• _Problem details_:
Copy out the data exactly as it appears, from its first line through the line containing "x=456 y=342", and stop there.

• _Records to use_:
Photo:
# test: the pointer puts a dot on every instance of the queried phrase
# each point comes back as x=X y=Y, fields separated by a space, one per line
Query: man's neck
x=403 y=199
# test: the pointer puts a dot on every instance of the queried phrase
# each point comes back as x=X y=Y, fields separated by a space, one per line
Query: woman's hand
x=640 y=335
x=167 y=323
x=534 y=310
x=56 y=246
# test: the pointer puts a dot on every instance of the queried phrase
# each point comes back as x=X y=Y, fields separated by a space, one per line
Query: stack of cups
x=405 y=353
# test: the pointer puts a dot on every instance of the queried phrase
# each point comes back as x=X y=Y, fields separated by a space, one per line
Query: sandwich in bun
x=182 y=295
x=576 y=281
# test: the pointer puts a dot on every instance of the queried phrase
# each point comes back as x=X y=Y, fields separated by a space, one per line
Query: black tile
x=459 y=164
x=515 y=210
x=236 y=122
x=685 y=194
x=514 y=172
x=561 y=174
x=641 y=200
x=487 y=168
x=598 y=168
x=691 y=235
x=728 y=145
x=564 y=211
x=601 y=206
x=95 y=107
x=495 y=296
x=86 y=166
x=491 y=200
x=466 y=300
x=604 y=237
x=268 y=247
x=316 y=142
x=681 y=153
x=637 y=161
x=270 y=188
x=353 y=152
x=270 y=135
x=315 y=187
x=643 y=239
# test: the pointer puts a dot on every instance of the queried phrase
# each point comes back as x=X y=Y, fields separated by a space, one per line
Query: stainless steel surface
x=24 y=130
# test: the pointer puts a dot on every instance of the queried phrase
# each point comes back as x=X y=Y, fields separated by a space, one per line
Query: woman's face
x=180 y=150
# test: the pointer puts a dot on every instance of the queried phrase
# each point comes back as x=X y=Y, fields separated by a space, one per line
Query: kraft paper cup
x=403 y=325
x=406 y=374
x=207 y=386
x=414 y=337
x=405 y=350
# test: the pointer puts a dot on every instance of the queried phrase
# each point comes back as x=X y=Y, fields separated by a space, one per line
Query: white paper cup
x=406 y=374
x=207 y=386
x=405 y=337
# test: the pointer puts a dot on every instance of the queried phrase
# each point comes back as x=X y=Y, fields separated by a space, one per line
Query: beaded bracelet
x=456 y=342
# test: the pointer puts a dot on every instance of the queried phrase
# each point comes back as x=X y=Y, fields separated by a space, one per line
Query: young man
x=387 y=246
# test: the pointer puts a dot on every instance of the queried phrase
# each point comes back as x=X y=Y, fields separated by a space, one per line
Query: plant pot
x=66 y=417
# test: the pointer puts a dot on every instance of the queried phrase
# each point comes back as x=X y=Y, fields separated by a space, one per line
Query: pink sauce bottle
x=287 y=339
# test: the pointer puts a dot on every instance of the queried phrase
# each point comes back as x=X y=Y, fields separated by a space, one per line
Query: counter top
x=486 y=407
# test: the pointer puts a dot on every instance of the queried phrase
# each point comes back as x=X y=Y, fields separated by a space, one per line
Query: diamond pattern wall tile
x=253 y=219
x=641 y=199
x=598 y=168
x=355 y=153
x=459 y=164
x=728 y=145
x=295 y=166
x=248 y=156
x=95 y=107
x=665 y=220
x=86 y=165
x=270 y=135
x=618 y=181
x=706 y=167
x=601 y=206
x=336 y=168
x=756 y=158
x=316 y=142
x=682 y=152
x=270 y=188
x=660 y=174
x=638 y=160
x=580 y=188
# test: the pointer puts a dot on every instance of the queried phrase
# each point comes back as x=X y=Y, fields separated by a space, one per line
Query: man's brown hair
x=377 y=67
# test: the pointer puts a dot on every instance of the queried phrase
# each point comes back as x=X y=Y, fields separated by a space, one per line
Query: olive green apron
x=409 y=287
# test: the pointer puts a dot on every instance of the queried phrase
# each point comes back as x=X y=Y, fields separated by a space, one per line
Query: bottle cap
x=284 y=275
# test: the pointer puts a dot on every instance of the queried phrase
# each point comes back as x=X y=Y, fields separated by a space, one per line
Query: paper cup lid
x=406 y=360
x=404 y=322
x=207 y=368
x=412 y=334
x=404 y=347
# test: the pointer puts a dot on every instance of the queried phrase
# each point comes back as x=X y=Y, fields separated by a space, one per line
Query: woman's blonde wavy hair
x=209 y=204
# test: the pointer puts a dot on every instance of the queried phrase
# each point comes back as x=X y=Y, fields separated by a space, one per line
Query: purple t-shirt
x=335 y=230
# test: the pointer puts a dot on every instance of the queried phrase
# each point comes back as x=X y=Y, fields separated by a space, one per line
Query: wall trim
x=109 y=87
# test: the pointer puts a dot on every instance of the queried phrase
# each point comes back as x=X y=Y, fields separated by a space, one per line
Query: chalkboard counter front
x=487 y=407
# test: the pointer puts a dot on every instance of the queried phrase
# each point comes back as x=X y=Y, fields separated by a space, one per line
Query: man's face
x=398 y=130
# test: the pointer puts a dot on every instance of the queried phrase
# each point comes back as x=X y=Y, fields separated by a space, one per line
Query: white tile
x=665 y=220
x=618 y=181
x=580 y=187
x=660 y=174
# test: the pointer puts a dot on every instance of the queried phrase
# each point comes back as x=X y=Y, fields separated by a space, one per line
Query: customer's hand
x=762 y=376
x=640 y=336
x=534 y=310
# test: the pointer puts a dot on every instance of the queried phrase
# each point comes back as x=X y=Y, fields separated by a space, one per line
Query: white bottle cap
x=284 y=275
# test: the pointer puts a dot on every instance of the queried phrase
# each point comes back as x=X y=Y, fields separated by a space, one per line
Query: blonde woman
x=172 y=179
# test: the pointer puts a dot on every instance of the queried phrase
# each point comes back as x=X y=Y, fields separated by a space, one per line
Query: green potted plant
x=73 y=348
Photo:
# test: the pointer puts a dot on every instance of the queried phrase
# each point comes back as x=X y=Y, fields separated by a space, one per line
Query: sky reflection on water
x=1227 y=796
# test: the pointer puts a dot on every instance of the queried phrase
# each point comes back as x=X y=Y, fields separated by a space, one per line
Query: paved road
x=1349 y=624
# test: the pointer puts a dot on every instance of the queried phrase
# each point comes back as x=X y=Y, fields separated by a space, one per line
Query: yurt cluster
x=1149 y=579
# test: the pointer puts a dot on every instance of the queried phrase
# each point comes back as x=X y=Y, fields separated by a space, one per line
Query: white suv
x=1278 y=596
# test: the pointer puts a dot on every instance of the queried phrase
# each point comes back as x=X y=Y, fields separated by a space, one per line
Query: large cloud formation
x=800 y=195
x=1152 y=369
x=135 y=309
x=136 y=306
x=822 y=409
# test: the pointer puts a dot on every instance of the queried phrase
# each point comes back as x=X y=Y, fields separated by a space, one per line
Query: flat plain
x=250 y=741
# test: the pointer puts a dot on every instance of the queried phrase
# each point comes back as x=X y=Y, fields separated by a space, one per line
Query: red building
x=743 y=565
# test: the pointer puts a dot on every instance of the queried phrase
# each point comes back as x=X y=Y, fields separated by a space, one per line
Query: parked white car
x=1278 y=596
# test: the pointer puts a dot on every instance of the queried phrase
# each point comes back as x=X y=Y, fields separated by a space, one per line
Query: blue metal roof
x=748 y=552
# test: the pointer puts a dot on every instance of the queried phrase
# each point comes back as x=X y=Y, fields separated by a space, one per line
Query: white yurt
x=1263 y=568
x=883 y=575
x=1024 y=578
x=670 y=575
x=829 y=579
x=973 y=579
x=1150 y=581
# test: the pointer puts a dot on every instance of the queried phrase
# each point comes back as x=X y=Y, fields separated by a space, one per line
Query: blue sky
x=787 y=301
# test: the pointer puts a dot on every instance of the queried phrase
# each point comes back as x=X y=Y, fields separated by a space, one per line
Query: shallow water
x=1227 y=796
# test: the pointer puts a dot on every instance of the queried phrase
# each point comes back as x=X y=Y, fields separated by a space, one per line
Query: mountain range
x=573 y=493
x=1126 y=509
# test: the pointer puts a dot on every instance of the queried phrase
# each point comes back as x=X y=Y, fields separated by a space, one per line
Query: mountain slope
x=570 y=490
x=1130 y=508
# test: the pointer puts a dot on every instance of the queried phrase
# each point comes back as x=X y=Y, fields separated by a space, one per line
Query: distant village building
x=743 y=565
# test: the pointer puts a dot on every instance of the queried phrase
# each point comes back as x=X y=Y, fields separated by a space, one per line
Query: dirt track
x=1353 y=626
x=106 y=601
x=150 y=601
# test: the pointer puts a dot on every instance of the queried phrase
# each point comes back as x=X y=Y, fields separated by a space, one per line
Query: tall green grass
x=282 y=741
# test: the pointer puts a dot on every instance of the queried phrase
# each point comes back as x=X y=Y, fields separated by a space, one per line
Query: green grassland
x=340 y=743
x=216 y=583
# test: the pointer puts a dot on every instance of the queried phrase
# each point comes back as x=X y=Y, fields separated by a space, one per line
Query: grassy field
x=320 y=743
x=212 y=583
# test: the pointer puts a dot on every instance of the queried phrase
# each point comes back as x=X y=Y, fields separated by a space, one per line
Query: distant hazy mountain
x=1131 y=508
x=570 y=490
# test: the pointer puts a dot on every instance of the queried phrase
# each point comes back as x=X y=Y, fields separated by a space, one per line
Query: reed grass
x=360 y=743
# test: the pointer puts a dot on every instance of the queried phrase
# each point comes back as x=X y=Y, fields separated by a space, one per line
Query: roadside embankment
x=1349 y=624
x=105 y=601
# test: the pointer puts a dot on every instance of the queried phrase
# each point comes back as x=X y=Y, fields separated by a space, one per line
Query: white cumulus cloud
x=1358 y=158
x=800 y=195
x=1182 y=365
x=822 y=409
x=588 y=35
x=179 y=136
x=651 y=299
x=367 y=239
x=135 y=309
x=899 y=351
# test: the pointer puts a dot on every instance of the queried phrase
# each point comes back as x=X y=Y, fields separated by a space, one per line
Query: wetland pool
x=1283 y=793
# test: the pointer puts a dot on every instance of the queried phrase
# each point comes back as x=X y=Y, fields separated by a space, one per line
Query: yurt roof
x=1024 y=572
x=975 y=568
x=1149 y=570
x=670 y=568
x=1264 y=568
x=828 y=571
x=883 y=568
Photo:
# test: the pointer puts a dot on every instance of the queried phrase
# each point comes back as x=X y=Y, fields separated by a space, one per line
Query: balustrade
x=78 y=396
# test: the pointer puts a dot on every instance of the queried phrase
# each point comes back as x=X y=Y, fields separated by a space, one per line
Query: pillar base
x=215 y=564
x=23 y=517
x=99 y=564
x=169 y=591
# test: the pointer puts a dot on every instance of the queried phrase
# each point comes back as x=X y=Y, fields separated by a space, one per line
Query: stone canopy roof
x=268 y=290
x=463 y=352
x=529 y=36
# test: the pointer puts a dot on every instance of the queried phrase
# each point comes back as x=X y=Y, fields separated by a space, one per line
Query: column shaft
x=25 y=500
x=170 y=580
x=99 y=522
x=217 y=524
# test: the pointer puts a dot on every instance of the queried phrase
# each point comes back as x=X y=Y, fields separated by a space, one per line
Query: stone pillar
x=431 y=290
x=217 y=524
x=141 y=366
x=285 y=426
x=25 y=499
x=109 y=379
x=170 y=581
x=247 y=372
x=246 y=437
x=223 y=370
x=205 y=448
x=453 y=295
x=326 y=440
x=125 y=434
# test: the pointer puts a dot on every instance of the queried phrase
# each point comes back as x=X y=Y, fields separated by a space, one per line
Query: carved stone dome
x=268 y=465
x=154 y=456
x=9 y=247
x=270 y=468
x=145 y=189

• _Full solution_:
Photo:
# test: the pointer puts a dot on every instance of the queried phrase
# each point comes back as x=X y=Y, fields separated by a space, one per line
Query: man's neck
x=403 y=199
# test: the pointer puts a dot on every instance of the queried phrase
# each point comes back as x=X y=Y, fields separated by a space, one per line
Query: woman's hand
x=640 y=335
x=167 y=323
x=534 y=310
x=56 y=246
# test: the pointer puts a dot on every instance of the queried phrase
# each point comes back as x=X y=Y, fields separated by a space, one per line
Query: stack of cups
x=405 y=353
# test: the pointer puts a dot on every instance of the queried phrase
# each point comes back as x=X y=Y, fields separated by a space, one per line
Query: sandwich in bun
x=182 y=295
x=576 y=281
# test: the pointer puts a dot on every instance of the queried phrase
# each point comes back as x=X y=Y, fields separated by a space, one per line
Query: black tile
x=459 y=164
x=515 y=210
x=236 y=122
x=685 y=194
x=514 y=172
x=561 y=174
x=641 y=200
x=487 y=168
x=598 y=168
x=691 y=235
x=728 y=145
x=564 y=211
x=601 y=206
x=95 y=107
x=495 y=296
x=86 y=166
x=491 y=200
x=466 y=300
x=604 y=237
x=268 y=247
x=316 y=142
x=681 y=153
x=637 y=161
x=270 y=188
x=353 y=152
x=270 y=135
x=315 y=187
x=643 y=239
# test: the pointer puts a dot on every instance of the queried phrase
# each point comes back as x=X y=Y, fields separated by a space, one per line
Query: stainless steel surface
x=24 y=130
# test: the pointer puts a dot on every instance of the queried phrase
# each point comes back as x=X y=Y, fields separated by a space, one per line
Query: woman's face
x=180 y=150
# test: the pointer puts a dot on every instance of the queried phrase
# each point comes back as x=X y=Y, fields separated by a space, one per line
Query: kraft paper cup
x=403 y=325
x=406 y=374
x=207 y=386
x=414 y=337
x=405 y=350
# test: the pointer puts a dot on every instance of the queried phrase
# each point comes back as x=X y=Y, fields separated by a space, one per line
Query: white paper cup
x=406 y=374
x=207 y=386
x=405 y=337
# test: the pointer puts a dot on every instance of the queried phrase
# each point comes back as x=X y=Y, fields separated by a space, one per line
Query: beaded bracelet
x=456 y=342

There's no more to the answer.